Insun Nitip Tajuk lan Fakir Miskin
Written By Garut Express on Wednesday, February 20, 2013 | 7:22 PM
Insun Nitip Tajuk lan Fakir Miskin
MINGGU lalu kedatangan kawan dari Kota Cirebon. Karena sudah lama tak bertemu, nyaris seharian kami bercengkrama di warung kopi. Banyak yang dibicarakan, mulai soal keluarga hingga soal pemerintahan. Kebetulan, di kota udang itu akan digelar pesta demokrasi pemilihan Walikota dan Wakil Walikota Cirebon, yang waktunya bersamaan dengan pemilihan Gubernur dan Wakil Gubernur Jawa Barat.
Kata kawan itu, di Cirebon cukup unik. Sekalipun Kabupaten Garut dapat dikatakan barometernya soal perpolitikan di Jawa Barat, tetapi justru kota Cirebon menggambarkan pragmatisnya politik di Jawa Barat itu sendiri. Sebut saja, jika Cirebon mendapat julukan bumi sunan atau tempat lahirnya para sunan, namun dalam politik tak ada satu pun partai politik berhaluan islam yang mendapatkan kursi di DPRD kota tersebut. Itulah hal yang menariknya disana, sekalipun daerah khas agamis tetapi kekuatan Partai Persatuan Pembangunan (PPP) dan Partai Kebangkitan Bangsa (PKB) yang notabene sebagai partai kekuatan islam, tetapi tak mampu menyabet kursi satu pun.

*****

== Tugas yang Dikerjakan ==
a - Salin bagian teks tentang politik di Cirebon mulai dari "Kata kawan itu, di" sampai dengan "kursi satu pun.".
b - Lanjutkan teks tentang politik di Cirebon, dimulai setelah kalimat terakhir yang ditampilkan.

== Data Mentah ==
*****

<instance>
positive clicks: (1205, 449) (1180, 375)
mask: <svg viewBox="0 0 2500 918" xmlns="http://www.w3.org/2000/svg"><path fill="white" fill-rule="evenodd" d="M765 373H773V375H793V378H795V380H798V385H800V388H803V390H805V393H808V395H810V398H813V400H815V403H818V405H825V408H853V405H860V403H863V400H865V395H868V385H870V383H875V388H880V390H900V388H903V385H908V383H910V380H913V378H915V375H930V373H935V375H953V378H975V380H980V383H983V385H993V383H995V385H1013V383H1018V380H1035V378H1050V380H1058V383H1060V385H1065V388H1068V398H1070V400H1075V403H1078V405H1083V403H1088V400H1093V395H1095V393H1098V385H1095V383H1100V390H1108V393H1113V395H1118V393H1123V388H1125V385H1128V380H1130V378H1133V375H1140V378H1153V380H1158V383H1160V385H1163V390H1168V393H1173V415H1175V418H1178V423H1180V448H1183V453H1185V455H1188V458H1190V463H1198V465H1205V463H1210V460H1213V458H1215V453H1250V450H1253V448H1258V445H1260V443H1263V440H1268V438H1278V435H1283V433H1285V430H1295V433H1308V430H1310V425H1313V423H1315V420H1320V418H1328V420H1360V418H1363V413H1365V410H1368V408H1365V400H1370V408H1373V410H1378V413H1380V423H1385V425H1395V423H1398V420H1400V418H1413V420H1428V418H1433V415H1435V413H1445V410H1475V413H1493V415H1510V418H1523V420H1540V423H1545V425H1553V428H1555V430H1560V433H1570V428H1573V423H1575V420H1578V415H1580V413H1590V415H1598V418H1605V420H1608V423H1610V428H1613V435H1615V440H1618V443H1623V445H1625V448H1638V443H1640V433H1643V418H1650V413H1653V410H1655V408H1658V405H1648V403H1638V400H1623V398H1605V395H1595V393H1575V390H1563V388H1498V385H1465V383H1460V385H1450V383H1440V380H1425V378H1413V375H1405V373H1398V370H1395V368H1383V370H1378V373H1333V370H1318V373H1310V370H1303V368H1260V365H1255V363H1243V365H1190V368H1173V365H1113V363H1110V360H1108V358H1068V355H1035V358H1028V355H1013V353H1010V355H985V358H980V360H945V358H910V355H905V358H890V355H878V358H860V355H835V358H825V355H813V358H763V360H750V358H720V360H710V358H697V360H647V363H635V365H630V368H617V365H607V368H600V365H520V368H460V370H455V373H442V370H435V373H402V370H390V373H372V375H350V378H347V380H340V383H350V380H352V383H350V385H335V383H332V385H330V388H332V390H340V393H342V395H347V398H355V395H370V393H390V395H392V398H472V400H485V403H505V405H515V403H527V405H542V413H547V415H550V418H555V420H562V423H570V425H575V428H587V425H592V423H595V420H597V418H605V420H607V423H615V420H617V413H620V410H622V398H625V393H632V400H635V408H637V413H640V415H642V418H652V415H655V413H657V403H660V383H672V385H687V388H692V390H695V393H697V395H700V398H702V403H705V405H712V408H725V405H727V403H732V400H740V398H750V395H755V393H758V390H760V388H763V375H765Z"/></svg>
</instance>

*****

== Jawaban per Nomor ==
a -
Kata kawan itu, di Cirebon cukup unik. Sekalipun Kabupaten Garut dapat dikatakan barometernya soal perpolitikan di Jawa Barat, tetapi justru kota Cirebon menggambarkan pragmatisnya politik di Jawa Barat itu sendiri. Sebut saja, jika Cirebon mendapat julukan bumi sunan atau tempat lahirnya para sunan, namun dalam politik tak ada satu pun partai politik berhaluan islam yang mendapatkan kursi di DPRD kota tersebut. Itulah hal yang menariknya disana, sekalipun daerah khas agamis tetapi kekuatan Partai Persatuan Pembangunan (PPP) dan Partai Kebangkitan Bangsa (PKB) yang notabene sebagai partai kekuatan islam, tetapi tak mampu menyabet kursi satu pun.

b -
Mungkin itu yang disebut pragmatis oleh kawan dari Cirebon itu. Yah, masyarakat pemilih disana sudah pragmatis. Mungkin masyarakat disana sudah tidak mencampuradukan antara ketaatan beragama dengan partai politik, sekalipun partai politiknya berhaluan islam. Bagi mereka, politik merupakan kepentingan kekuasaan. Maka masyarakat pun sudah pandai memilih, mana yang lebih mudah mengakomodir kepentingan mereka. Namun, tidak serta merta pula parpol yang berazaskan nasionalis sebagai pilihan utama. Sebab, di setiap pemilu kekuatan suara parpol memang selalu berubah-ubah. Disana cukup sulit menemukan kantong-kantong militan partai politik. Sistem demokrasi tak lebih dari sebuah pengelabuan politik, sehingga demokrasi layak ditukar dengan materi.
Beda dengan zaman kesunanan. Kekuasaan sepenuhnya untuk kesejahteraan rakyat. Sunan Gunung Jati, tentunya menjadi pelopor otonomi daerah dikala itu. Memisahkan diri dari Pajajaran termasuk Mataram, semata-mata agar upeti yang biasa disetorkan, dapat dimanfaatkan untuk kesejahteraan rakyatnya. Bahkan, dikala beliau berhenti sebagai penguasa, yang diamanatkan kepada penerusnya bukanlah keraton yang megah atau harta dan kekuasaanya, melainkan “Insun Nitip Tajuk lan Fakir Miskin” atau menitipkan mesjid dan fakir miskin.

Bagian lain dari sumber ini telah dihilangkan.